▶ _PROBLEM TO WORK ON_: Reproduce each of the items below, substituting "Place a marker on" for "Put a dot on" and leaving all other wording unchanged. Omit the pictures from your answer.

(Records of labeled points)
_ _ _ _ _ _ _

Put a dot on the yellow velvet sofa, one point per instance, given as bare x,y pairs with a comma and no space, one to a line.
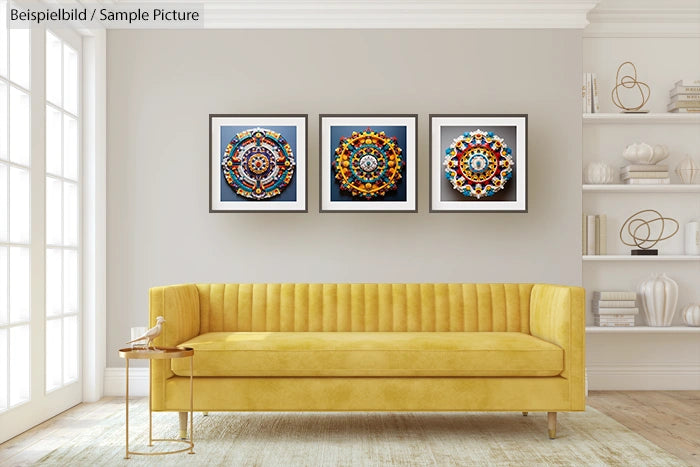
372,347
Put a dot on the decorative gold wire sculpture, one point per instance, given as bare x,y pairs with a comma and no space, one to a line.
629,81
633,224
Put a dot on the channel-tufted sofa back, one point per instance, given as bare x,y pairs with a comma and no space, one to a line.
364,307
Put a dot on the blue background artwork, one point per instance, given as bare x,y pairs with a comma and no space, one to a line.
342,130
289,133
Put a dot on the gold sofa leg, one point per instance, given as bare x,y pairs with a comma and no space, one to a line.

_ _ _ _ _ _ _

▶ _TASK SOLUTION_:
Place a marker on the yellow velvet sofa, one point per instance, given as bare x,y pairs with a comma and no space, one to a line.
372,347
Place a marker on the decorative gold wire sculpture, one point per instance, given as bare x,y pairs with a comma and no space, one to a line.
629,81
633,224
Place a marker on the channel-tufted sofa back, one point per instance, given as bare x,y pairs with a comma and no space, one to a line.
364,307
Place a marker on the blue background artwork, one point per instance, given as bare x,y pairs with a comma and no space, one to a line.
342,130
289,133
Place a marker on the gold sofa leg, one point per instance, given as bare x,y pairs with a comma and no space, one to a line.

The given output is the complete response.